*TRY IT*.
The lines from the start of the data through the line containing "Query: hallway" are to be reproduced exactly, both ends included.

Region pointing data
----------

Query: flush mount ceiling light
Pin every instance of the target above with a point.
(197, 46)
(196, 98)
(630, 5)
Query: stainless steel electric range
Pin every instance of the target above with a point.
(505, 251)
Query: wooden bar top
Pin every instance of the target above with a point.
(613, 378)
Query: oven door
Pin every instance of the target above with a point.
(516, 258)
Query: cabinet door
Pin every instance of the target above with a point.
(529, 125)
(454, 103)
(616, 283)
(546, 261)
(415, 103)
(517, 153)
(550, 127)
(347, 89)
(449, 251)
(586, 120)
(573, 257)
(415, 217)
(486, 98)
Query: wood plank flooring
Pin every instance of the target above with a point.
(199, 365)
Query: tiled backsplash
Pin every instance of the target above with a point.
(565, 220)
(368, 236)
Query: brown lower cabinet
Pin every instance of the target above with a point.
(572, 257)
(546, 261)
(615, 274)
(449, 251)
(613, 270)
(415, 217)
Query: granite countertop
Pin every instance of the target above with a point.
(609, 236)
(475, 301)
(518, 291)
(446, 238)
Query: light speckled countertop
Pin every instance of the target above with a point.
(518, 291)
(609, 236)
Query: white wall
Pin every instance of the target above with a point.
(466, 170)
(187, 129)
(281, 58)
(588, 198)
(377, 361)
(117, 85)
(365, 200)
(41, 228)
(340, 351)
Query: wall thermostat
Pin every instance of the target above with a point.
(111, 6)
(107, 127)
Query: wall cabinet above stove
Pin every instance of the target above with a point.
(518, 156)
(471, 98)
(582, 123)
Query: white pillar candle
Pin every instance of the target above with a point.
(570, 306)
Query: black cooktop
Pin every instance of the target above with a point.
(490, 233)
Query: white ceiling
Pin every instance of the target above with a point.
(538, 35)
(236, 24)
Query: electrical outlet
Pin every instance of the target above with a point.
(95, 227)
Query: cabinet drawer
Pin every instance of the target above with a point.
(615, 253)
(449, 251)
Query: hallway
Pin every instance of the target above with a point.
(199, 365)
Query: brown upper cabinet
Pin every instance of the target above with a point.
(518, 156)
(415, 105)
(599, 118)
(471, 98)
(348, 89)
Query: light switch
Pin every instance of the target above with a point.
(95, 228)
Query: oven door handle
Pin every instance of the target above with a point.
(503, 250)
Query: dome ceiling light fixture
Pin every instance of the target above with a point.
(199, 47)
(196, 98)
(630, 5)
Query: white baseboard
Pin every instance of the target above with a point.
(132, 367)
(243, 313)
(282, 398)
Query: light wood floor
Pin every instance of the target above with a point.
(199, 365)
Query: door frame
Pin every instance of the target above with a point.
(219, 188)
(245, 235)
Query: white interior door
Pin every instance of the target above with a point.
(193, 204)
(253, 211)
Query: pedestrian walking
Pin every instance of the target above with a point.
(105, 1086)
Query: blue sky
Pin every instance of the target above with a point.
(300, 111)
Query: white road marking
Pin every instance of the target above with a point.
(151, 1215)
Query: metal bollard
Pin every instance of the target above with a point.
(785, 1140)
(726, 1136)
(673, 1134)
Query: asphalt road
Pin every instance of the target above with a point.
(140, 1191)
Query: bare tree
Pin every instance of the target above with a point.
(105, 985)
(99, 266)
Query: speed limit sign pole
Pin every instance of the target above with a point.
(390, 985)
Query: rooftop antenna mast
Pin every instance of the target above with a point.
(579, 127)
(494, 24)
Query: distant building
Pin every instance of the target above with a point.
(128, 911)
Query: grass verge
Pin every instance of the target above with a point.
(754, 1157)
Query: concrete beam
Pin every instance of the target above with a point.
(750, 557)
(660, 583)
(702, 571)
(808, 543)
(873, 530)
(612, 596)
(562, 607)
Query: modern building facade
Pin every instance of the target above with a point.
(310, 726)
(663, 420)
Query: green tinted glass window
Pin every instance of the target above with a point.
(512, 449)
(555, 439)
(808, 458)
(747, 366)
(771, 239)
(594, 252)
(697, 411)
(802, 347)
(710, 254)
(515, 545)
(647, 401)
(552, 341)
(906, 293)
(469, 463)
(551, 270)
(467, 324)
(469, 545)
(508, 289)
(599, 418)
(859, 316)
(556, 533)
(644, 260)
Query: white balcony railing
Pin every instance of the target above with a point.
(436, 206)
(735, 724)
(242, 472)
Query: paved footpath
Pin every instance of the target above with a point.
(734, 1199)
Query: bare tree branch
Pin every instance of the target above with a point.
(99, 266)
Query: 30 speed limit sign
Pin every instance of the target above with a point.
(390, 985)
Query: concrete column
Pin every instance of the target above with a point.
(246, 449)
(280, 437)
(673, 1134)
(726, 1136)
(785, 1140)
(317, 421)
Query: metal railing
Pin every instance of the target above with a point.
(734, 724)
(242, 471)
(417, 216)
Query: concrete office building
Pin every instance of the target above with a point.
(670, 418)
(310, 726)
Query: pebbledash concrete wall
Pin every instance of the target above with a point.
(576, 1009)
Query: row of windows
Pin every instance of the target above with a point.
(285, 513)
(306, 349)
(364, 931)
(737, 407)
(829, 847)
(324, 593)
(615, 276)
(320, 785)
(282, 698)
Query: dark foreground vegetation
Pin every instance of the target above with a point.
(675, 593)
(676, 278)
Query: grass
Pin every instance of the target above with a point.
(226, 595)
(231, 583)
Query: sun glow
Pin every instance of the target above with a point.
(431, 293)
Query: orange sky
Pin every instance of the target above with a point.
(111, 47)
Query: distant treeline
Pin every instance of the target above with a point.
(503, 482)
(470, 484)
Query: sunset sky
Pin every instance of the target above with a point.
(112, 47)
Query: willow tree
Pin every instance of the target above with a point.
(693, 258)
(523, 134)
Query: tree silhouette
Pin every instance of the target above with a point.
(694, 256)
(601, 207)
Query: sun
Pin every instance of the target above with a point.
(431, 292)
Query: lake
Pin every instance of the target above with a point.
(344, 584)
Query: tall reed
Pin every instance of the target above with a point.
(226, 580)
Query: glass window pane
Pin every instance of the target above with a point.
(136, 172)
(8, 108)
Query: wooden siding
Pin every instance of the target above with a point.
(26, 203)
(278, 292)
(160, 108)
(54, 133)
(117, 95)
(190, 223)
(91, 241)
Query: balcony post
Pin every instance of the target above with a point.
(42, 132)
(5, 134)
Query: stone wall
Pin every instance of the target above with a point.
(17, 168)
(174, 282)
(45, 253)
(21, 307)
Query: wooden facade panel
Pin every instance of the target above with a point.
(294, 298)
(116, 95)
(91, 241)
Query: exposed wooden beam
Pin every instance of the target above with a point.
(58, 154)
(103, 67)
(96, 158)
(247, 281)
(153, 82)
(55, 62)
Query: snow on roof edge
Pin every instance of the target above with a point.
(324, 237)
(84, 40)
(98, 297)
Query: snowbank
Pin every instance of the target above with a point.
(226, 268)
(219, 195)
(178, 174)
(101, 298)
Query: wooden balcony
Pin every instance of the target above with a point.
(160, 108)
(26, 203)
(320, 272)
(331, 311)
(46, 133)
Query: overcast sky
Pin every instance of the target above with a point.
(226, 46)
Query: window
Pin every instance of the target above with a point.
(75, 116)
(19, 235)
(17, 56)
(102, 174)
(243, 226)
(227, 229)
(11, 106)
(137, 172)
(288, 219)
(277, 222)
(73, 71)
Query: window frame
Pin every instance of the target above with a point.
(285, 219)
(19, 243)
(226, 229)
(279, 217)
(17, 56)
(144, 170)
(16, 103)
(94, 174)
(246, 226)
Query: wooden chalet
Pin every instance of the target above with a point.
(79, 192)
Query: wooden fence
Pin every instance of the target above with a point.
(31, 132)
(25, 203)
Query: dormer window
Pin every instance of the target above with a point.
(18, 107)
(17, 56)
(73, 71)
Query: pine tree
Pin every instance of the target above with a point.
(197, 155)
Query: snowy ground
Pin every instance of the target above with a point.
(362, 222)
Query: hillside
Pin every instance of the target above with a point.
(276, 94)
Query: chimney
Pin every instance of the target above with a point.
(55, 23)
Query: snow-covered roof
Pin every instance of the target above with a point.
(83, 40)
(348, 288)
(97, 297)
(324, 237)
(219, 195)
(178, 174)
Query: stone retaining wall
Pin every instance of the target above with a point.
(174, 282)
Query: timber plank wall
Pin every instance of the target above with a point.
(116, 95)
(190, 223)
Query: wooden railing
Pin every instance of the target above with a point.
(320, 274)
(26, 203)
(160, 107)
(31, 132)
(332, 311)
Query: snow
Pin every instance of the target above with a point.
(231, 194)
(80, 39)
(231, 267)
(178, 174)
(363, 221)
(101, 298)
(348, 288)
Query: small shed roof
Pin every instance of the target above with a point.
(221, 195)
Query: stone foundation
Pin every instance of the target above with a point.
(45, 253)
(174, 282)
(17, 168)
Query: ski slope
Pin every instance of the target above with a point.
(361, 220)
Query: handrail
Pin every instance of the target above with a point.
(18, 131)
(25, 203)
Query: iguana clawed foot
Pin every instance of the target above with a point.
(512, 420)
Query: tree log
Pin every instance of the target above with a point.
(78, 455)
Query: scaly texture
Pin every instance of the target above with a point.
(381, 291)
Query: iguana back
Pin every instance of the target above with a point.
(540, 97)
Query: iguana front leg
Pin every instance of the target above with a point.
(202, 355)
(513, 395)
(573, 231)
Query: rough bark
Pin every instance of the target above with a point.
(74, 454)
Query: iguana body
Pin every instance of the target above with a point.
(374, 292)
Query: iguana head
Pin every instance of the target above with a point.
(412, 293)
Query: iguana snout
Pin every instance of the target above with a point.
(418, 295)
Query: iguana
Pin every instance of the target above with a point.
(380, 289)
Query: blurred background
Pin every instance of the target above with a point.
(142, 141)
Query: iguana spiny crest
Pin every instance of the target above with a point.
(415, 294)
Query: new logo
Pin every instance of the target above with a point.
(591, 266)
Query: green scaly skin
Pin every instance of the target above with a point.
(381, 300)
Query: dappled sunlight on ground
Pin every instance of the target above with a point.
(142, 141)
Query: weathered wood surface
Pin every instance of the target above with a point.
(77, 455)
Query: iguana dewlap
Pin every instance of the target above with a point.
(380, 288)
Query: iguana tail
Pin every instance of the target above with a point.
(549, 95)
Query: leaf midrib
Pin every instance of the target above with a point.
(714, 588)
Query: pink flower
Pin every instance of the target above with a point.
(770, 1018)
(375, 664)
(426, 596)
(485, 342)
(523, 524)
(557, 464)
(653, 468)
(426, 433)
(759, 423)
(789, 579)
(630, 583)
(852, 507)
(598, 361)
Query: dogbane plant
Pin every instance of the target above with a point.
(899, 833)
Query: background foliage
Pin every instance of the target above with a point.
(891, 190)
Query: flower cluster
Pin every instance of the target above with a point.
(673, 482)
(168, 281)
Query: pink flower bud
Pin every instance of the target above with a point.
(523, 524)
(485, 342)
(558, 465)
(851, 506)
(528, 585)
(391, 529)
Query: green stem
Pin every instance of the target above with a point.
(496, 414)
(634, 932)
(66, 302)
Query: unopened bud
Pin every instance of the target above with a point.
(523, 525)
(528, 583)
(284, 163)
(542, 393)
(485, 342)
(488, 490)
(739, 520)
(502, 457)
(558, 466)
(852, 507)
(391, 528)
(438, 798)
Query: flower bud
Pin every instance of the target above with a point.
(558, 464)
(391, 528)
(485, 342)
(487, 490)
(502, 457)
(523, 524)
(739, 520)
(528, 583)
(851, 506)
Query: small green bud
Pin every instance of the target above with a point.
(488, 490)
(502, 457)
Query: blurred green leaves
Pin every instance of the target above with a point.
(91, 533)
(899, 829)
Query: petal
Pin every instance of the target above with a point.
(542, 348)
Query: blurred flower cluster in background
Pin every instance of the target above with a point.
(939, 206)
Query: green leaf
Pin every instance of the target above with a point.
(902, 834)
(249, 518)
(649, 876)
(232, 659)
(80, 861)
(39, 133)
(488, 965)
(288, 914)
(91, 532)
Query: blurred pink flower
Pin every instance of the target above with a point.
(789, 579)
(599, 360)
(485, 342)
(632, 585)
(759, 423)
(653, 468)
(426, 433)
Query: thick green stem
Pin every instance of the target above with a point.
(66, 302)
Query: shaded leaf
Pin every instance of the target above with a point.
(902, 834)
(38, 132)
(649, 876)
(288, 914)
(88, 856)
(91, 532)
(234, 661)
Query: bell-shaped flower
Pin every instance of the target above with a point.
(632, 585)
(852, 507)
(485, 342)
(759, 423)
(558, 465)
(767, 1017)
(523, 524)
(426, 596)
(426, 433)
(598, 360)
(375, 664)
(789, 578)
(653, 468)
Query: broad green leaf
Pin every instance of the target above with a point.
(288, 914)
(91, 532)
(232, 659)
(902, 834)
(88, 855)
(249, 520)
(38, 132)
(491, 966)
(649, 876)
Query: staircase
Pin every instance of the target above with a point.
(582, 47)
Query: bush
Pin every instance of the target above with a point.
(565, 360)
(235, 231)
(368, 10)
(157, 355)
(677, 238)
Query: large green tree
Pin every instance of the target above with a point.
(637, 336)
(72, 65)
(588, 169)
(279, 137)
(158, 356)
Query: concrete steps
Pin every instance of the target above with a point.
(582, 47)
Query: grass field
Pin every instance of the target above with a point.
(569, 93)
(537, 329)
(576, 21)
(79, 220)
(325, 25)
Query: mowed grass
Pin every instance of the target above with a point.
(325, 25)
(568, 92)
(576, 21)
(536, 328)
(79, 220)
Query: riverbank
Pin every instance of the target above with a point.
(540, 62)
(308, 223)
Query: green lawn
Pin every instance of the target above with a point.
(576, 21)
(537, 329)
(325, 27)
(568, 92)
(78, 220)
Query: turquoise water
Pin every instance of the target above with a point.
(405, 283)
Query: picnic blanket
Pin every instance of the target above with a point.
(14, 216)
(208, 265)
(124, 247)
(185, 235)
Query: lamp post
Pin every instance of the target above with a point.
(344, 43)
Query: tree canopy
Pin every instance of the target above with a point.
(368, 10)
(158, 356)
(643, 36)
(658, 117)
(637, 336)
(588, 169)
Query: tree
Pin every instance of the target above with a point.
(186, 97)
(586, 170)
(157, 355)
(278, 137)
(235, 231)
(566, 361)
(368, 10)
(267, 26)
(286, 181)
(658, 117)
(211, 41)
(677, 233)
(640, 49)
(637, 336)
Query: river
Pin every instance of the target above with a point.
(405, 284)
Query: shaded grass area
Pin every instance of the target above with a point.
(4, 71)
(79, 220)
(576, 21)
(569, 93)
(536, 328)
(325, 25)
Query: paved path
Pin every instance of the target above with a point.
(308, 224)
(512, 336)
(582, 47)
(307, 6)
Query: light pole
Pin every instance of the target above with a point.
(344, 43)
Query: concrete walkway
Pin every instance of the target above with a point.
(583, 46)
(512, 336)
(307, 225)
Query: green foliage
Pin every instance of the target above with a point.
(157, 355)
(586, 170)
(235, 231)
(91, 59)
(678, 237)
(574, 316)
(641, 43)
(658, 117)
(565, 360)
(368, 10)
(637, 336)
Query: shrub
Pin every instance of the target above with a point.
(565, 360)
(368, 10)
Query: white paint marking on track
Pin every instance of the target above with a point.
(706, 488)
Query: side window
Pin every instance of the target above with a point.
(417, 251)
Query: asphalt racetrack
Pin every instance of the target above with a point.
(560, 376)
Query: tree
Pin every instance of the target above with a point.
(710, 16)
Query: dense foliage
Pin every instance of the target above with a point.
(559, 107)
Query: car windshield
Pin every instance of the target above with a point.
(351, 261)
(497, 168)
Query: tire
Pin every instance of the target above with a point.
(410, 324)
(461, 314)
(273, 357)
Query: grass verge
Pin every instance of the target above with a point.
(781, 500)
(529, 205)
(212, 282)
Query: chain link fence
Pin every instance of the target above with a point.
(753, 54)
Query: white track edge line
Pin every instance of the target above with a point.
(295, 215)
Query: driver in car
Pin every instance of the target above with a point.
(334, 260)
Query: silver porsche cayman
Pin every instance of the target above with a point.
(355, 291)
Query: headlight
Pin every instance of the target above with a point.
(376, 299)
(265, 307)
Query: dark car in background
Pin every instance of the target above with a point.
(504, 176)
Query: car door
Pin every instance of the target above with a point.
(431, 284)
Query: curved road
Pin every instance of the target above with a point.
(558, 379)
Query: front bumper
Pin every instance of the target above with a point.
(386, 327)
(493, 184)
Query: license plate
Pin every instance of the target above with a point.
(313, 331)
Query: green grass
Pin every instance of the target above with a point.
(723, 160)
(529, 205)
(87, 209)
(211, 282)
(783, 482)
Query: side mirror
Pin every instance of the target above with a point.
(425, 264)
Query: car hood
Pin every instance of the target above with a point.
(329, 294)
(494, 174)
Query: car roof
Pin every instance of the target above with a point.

----------

*SOLUTION BELOW*.
Query: flush mount ceiling light
Pin every instance of the target above with a point.
(197, 46)
(196, 98)
(630, 5)
Query: stainless steel electric range
Pin every instance of the target above with a point.
(505, 251)
Query: wooden bar top
Pin every instance of the target above with a point.
(613, 378)
Query: oven door
Pin every instance of the target above with a point.
(516, 258)
Query: cabinet door
Pin every instance of the target above with a point.
(529, 125)
(454, 103)
(616, 283)
(546, 261)
(415, 103)
(517, 153)
(550, 127)
(347, 89)
(449, 251)
(586, 120)
(573, 257)
(415, 217)
(486, 98)
Query: wood plank flooring
Pin every instance of the target above with a point.
(199, 365)
Query: tiled backsplash
Pin every instance of the target above with a point.
(565, 220)
(368, 236)
Query: brown lower cabinet
Pin every instance of the target above with a point.
(572, 257)
(546, 261)
(615, 274)
(449, 251)
(613, 270)
(415, 217)
Query: granite countertop
Pin every instance of the target above with a point.
(609, 236)
(475, 301)
(518, 291)
(446, 238)
Query: light speckled countertop
Pin every instance of the target above with a point.
(518, 291)
(609, 236)
Query: white wall
Pin every instance of the target above with a point.
(466, 170)
(187, 129)
(281, 58)
(588, 198)
(377, 361)
(117, 85)
(365, 200)
(41, 228)
(340, 351)
Query: wall thermostat
Pin every instance of the target above with a point.
(111, 6)
(107, 127)
Query: wall cabinet above stove
Pin every instance of the target above with a point.
(518, 156)
(471, 98)
(582, 123)
Query: white pillar candle
Pin every instance of the target above with a point.
(570, 306)
Query: black cooktop
Pin every instance of the target above with a point.
(490, 233)
Query: white ceiling
Pin every instance of the target above with a point.
(538, 35)
(236, 24)
Query: electrical outlet
Pin every instance of the target above with a point.
(95, 227)
Query: cabinet drawer
Pin every instance of the target above with a point.
(615, 253)
(449, 251)
Query: hallway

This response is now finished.